*What to work on*
Within these entries, which lines include the string "white"? Copy each one.
>>>>
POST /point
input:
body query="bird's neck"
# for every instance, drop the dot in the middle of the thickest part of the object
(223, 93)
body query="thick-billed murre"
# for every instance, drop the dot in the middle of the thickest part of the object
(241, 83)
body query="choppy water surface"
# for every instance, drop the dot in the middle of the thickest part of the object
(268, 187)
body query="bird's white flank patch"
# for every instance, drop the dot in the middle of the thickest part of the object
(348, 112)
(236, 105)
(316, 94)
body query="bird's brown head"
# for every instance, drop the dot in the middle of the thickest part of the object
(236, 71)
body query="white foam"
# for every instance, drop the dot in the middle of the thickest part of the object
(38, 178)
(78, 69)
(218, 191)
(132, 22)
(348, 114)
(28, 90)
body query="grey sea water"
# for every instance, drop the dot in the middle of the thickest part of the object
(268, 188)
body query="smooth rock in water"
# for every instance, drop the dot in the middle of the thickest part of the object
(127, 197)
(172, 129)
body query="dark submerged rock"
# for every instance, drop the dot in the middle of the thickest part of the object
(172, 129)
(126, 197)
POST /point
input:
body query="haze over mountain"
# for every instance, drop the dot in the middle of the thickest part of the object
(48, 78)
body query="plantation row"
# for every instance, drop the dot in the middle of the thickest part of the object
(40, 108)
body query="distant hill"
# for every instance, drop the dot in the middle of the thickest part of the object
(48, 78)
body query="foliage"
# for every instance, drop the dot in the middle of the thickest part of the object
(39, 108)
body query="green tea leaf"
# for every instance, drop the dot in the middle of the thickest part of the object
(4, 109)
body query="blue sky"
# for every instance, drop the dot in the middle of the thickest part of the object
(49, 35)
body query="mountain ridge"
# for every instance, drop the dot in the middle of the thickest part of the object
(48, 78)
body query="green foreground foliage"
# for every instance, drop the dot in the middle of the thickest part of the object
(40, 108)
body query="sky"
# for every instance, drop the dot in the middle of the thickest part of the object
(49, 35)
<<<<
*Worked solution*
body query="bird's white flank patch"
body query="white foam"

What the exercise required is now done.